* _DIRECTIONS_
Rewrite only the lines starting at the one that contains "the woman's right" and ending with the one that contains "x=584 y=763", changing "right hand" to "left hand" and leaving everything else unchanged.

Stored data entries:
____________

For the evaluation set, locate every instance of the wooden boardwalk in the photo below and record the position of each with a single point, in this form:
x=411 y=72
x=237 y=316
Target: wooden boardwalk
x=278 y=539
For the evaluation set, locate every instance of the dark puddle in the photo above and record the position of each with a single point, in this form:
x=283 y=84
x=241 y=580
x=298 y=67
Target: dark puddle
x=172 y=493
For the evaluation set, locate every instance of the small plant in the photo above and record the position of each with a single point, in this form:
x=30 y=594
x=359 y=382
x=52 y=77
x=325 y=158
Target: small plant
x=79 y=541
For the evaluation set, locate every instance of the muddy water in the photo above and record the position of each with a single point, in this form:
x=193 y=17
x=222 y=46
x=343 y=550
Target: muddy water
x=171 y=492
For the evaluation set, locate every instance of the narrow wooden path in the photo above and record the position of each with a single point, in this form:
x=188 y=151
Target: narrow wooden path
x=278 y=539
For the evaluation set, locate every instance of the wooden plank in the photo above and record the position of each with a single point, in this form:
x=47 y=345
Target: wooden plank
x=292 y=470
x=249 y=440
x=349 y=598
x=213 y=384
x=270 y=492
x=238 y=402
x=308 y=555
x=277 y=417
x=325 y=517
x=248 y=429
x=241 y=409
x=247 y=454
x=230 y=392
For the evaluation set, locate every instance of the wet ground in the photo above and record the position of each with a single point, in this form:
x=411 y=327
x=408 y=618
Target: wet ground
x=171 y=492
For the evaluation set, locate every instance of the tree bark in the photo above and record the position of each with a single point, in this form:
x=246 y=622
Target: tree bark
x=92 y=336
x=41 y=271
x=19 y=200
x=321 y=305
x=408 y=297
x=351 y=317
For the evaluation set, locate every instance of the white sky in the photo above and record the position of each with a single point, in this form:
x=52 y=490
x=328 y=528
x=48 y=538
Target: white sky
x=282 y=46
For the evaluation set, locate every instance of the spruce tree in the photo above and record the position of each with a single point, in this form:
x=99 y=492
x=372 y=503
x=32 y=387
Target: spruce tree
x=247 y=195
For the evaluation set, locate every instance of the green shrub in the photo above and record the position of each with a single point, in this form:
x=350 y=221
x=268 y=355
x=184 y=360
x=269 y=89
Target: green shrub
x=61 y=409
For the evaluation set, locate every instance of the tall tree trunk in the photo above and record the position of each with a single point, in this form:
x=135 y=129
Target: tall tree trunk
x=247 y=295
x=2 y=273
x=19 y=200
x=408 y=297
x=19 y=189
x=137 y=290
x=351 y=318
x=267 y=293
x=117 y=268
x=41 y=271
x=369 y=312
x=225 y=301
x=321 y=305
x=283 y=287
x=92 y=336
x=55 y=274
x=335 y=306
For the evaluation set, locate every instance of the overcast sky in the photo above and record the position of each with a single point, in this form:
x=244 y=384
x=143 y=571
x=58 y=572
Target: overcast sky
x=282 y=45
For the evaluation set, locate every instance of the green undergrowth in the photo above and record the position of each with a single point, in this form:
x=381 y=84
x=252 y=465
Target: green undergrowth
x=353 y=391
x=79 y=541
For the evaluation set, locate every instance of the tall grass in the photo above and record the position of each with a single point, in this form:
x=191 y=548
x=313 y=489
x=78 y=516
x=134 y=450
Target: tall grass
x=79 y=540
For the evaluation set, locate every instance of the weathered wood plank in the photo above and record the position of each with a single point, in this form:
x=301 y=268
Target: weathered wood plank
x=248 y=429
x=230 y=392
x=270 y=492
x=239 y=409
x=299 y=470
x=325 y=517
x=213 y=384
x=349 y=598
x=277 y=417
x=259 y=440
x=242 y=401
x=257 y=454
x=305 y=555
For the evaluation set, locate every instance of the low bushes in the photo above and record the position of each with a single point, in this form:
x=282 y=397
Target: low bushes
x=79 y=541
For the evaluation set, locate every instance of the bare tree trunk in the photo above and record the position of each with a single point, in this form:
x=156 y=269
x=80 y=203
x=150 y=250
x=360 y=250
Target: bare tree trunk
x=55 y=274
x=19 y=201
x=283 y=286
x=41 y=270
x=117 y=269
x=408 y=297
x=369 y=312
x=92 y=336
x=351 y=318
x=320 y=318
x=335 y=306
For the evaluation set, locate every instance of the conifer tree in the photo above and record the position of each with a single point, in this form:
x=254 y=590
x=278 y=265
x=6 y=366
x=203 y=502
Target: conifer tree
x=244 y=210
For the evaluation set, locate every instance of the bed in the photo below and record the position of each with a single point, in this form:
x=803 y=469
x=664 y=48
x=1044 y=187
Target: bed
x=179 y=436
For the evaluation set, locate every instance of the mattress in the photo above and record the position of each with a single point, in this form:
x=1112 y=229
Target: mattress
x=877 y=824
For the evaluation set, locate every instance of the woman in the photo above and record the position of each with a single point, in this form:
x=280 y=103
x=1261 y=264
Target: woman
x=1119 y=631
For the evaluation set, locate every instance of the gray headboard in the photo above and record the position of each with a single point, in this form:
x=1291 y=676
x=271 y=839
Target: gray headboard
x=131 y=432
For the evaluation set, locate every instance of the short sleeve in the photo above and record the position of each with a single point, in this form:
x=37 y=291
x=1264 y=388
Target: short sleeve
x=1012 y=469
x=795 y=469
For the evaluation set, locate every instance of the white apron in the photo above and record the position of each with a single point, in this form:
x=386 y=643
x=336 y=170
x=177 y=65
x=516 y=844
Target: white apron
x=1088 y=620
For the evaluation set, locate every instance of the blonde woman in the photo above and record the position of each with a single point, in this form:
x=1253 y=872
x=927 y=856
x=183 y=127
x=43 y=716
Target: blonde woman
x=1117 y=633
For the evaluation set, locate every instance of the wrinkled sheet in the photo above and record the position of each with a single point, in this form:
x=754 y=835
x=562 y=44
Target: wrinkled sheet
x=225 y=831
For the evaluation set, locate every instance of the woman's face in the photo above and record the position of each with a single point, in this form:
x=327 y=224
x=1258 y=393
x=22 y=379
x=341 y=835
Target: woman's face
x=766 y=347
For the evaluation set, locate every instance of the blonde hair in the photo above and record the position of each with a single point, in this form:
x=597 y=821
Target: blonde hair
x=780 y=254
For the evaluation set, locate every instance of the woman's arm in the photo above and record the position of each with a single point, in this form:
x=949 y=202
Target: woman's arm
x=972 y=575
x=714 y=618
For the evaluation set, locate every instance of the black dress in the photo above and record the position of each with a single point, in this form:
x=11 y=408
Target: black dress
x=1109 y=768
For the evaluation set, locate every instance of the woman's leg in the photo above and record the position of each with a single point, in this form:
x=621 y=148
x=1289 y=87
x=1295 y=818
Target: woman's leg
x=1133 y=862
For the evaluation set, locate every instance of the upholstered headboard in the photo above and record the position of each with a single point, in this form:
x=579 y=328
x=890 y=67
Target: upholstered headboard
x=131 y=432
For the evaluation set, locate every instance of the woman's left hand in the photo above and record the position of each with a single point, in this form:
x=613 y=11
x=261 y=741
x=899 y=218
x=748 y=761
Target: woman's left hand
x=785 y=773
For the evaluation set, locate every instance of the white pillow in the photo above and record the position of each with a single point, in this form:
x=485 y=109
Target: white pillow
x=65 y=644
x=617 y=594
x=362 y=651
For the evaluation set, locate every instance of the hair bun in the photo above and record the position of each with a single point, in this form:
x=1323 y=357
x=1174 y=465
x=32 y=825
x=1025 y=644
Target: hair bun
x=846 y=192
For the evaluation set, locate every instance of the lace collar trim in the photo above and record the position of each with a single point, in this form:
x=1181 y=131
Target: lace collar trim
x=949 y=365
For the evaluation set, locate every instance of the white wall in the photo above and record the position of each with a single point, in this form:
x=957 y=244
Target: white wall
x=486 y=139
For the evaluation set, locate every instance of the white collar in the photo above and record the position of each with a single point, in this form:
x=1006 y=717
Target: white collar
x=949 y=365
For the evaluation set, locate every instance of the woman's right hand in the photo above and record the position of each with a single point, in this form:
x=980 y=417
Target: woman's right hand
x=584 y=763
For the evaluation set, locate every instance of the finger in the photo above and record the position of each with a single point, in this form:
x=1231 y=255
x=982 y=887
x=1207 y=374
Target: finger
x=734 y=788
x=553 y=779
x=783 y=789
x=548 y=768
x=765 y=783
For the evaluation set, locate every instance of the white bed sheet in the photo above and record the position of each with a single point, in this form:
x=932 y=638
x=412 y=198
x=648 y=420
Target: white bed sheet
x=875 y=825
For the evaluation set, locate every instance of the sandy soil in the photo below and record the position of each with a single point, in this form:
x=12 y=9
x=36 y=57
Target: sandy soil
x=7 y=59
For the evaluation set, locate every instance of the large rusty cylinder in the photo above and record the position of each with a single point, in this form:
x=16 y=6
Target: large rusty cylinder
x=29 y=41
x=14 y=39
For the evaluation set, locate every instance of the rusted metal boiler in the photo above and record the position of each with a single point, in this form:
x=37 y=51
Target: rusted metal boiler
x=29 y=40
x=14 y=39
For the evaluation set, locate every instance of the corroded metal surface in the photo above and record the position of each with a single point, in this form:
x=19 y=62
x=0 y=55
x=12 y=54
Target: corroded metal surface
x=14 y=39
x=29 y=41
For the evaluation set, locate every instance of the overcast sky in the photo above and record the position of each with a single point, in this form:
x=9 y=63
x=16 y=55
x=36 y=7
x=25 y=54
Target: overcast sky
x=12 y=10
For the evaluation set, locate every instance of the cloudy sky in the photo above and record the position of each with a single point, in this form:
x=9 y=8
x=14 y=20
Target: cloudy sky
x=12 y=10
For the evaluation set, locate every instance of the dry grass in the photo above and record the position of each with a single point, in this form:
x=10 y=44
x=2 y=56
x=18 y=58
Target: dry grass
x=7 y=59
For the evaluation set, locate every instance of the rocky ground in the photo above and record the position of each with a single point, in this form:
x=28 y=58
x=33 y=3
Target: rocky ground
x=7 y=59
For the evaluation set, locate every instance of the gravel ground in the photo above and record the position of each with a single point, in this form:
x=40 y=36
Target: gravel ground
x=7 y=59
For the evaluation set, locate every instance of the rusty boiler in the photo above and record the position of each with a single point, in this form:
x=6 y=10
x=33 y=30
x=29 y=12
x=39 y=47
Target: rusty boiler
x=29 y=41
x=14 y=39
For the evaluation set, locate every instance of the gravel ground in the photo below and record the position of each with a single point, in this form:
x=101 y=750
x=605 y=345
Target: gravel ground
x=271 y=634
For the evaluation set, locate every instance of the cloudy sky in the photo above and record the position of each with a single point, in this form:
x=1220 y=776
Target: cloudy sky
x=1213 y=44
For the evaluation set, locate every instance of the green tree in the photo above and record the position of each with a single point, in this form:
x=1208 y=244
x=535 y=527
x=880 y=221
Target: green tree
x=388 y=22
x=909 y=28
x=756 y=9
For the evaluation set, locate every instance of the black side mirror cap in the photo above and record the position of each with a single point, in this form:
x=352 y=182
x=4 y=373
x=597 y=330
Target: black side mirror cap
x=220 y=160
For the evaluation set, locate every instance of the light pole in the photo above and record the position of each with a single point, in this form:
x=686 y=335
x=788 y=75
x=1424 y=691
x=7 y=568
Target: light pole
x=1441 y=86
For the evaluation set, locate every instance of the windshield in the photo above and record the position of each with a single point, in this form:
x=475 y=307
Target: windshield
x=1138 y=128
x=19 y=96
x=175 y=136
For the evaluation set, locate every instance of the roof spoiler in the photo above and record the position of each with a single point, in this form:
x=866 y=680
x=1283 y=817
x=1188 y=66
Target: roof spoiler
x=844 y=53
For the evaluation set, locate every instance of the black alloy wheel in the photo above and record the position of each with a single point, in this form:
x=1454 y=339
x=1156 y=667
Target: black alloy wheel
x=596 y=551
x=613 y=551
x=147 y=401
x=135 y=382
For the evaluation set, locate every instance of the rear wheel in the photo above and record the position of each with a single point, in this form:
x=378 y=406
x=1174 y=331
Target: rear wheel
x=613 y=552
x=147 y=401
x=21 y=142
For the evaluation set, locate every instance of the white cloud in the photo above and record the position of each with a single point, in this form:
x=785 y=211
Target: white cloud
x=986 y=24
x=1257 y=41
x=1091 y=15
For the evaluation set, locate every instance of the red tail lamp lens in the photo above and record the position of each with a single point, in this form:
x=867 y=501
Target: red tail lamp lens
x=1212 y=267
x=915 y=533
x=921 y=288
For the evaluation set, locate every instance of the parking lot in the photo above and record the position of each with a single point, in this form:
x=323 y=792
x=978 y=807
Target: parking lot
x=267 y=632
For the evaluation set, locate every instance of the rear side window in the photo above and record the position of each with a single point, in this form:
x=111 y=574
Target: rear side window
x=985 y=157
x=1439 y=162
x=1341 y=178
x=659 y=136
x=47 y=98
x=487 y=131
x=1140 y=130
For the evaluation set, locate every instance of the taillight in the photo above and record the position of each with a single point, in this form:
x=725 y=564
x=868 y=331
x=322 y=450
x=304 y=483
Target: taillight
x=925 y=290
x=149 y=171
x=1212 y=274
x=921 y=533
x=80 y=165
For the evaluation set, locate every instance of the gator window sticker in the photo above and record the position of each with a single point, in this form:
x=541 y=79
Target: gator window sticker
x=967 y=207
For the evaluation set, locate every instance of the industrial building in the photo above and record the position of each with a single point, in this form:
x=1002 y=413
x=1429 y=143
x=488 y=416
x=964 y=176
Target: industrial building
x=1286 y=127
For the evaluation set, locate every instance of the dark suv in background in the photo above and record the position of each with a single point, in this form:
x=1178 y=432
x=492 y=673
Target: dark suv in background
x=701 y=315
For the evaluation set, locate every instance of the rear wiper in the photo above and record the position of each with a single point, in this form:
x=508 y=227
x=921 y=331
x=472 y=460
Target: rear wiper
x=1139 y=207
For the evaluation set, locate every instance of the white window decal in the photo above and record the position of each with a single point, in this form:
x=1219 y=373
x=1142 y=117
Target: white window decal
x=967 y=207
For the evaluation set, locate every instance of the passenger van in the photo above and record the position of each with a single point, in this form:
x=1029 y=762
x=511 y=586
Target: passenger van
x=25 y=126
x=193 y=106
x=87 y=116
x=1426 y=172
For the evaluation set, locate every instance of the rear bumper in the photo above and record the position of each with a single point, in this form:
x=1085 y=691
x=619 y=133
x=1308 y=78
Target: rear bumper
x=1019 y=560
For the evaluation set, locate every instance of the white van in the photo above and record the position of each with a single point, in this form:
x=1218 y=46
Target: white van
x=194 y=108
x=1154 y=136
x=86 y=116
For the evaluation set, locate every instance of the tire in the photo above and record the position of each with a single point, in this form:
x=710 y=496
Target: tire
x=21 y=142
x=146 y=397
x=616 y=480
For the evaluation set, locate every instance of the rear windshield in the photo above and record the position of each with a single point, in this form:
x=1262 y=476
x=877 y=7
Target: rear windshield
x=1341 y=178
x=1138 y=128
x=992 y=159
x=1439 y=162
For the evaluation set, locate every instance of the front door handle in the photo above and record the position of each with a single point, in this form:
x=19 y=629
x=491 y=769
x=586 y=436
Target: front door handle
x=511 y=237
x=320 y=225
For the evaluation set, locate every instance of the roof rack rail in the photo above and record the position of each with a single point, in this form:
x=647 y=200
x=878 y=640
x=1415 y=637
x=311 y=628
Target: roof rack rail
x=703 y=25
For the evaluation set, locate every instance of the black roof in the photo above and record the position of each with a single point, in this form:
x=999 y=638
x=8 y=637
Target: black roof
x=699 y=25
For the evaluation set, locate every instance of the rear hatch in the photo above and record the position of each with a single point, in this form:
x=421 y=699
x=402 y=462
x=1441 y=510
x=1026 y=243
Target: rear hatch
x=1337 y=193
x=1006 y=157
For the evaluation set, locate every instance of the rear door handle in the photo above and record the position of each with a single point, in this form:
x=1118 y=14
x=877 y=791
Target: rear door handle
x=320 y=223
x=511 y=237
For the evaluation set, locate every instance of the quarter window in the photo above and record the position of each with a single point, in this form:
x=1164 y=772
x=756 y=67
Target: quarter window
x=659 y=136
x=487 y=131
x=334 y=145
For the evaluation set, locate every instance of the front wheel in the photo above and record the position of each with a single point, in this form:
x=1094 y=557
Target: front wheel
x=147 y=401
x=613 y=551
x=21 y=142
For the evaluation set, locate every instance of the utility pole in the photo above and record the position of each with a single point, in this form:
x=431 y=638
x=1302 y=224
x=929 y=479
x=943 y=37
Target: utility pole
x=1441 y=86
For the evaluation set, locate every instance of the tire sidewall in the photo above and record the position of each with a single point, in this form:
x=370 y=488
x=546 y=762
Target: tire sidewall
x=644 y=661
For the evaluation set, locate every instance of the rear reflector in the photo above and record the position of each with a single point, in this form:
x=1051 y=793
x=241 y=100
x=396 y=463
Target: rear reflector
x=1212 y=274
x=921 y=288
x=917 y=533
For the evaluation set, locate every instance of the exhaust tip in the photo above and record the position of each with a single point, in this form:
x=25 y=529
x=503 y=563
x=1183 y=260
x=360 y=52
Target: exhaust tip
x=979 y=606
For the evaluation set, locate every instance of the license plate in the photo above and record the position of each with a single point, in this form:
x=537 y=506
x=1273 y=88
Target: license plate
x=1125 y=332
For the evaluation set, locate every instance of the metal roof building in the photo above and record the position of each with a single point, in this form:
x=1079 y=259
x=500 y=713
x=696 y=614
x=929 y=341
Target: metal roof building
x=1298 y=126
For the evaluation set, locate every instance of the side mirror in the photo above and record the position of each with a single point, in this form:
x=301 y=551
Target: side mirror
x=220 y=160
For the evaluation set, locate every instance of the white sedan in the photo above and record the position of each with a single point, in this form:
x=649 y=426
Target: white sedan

____________

* _OUTPUT FOR THIS TASK_
For the evaluation set, locate every instance of the woman's left hand in the photo above and record the position of each with a single point, in this form:
x=980 y=417
Target: woman's left hand
x=584 y=763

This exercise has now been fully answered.